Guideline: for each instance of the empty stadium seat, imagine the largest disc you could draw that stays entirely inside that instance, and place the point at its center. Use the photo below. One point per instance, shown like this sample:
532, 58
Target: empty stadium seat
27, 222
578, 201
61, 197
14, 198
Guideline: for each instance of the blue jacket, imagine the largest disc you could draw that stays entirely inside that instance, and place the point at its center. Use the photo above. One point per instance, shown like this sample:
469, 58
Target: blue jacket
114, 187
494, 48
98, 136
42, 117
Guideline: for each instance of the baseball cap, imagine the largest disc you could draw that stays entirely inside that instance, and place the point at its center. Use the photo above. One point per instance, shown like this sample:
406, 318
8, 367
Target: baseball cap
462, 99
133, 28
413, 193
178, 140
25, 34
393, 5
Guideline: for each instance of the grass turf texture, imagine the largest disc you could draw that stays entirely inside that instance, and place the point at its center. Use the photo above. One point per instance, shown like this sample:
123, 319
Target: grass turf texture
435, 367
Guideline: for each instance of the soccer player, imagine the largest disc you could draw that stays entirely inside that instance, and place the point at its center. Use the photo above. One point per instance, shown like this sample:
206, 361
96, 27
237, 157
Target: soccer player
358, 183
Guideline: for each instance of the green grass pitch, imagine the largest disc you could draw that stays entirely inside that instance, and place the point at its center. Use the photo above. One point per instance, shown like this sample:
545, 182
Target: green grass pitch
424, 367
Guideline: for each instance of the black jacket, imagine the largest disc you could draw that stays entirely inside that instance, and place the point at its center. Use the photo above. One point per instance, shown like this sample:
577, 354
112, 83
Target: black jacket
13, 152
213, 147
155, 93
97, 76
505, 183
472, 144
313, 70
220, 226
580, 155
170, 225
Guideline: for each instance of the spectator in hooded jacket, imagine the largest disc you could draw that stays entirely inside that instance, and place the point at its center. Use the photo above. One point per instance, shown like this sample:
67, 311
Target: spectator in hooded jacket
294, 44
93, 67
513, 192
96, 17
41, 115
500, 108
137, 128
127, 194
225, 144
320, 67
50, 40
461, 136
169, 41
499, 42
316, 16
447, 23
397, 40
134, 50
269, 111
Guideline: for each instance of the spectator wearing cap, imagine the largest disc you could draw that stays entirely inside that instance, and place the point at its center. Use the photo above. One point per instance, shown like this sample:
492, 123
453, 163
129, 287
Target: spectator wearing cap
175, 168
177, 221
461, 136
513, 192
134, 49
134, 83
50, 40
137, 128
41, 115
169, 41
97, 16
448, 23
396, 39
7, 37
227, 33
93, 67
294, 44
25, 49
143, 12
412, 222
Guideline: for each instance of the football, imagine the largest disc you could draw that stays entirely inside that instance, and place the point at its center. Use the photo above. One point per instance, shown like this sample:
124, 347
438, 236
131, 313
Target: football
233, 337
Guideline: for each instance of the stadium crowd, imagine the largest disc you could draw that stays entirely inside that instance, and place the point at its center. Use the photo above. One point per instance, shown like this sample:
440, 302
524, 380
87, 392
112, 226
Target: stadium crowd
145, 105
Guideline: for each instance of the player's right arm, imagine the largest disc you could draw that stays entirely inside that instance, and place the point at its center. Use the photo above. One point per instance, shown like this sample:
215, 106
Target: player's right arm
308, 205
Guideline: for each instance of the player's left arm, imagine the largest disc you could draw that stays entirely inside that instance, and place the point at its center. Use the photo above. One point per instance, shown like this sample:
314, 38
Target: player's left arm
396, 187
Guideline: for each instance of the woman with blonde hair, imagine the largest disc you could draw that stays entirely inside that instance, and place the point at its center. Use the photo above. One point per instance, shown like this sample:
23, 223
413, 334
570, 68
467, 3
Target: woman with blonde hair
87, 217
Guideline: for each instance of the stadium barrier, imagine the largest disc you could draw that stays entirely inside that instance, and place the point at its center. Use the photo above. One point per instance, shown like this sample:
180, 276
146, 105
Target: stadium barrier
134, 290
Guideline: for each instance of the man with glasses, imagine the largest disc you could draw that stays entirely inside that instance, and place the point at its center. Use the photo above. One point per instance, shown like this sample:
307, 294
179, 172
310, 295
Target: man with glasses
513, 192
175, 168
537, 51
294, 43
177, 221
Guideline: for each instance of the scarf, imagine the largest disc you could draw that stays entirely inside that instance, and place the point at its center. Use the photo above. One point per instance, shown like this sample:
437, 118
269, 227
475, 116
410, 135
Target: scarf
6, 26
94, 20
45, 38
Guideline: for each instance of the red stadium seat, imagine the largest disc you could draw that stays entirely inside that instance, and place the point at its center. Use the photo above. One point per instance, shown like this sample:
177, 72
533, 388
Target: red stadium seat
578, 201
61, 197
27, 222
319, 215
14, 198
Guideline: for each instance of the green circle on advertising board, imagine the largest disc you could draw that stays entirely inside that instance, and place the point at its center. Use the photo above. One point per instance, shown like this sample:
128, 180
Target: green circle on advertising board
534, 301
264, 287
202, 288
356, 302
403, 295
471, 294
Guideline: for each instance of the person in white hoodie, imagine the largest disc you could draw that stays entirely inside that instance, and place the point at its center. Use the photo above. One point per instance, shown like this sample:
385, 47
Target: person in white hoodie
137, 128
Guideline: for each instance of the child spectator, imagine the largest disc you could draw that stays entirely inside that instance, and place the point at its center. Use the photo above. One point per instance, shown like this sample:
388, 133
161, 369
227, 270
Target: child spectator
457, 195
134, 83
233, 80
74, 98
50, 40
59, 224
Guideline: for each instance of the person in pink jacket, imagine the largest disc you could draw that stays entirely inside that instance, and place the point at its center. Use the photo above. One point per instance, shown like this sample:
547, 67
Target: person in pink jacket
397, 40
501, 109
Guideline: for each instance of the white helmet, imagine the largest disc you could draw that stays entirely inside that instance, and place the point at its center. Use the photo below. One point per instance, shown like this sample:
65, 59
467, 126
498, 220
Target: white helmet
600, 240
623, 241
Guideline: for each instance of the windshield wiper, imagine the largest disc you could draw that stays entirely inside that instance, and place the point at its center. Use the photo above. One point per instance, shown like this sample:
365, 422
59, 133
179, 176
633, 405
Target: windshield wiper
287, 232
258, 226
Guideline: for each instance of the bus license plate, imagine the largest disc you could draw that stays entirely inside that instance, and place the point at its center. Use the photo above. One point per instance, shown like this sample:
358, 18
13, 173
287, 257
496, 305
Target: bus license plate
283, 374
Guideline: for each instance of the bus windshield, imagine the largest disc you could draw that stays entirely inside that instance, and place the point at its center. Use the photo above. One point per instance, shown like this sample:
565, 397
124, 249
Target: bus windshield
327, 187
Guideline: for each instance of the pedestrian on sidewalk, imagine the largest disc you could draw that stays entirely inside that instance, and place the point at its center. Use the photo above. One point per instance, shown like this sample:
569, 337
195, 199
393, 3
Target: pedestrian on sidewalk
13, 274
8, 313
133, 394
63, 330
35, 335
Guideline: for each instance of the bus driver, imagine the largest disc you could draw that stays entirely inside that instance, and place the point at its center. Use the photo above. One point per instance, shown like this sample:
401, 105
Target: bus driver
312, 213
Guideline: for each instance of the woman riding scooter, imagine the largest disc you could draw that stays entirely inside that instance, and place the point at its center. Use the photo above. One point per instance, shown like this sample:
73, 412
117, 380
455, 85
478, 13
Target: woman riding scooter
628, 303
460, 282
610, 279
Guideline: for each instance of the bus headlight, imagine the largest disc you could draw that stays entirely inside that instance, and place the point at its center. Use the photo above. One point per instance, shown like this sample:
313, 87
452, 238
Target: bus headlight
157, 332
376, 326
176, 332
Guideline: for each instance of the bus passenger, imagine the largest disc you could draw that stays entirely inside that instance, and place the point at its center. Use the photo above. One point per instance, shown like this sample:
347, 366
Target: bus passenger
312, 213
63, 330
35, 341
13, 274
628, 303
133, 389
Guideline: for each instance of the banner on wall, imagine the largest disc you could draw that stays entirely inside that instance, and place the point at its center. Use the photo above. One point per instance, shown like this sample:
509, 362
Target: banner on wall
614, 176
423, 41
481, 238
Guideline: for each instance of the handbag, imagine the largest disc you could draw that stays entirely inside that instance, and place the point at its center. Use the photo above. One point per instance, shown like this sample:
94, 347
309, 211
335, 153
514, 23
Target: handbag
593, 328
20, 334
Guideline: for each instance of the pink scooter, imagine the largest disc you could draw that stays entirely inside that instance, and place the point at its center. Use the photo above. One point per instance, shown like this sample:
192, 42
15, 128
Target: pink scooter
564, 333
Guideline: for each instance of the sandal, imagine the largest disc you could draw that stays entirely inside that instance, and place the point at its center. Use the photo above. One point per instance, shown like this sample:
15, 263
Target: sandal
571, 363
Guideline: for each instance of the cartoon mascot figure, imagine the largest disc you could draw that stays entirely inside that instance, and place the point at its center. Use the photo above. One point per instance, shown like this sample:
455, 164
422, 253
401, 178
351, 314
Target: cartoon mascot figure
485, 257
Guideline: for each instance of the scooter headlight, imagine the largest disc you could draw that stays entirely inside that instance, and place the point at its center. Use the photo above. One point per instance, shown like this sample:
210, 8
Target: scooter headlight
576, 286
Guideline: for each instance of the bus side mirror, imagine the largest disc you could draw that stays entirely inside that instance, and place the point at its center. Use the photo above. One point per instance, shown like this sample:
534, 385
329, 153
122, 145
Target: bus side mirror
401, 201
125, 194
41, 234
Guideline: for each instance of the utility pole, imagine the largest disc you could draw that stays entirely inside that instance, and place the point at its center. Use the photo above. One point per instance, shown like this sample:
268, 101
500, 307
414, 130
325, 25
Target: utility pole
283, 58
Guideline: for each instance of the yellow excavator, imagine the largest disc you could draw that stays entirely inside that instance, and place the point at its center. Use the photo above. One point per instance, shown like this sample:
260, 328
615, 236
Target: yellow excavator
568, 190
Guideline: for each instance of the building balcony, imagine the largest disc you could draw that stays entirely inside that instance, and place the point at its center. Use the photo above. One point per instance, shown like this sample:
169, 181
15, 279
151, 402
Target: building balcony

- - -

Activity: Please write out exactly the line containing "Target: yellow excavator" and every line after it through the end of the records, nothing more.

Answer to this task:
Target: yellow excavator
568, 190
Guideline: for each instance of the building balcony, imagine the largest disc you could draw that stays entirely inside that instance, and place the point at its center. Use the photo above. One point per instance, shown like this sample:
169, 181
15, 279
151, 402
Target: building balcony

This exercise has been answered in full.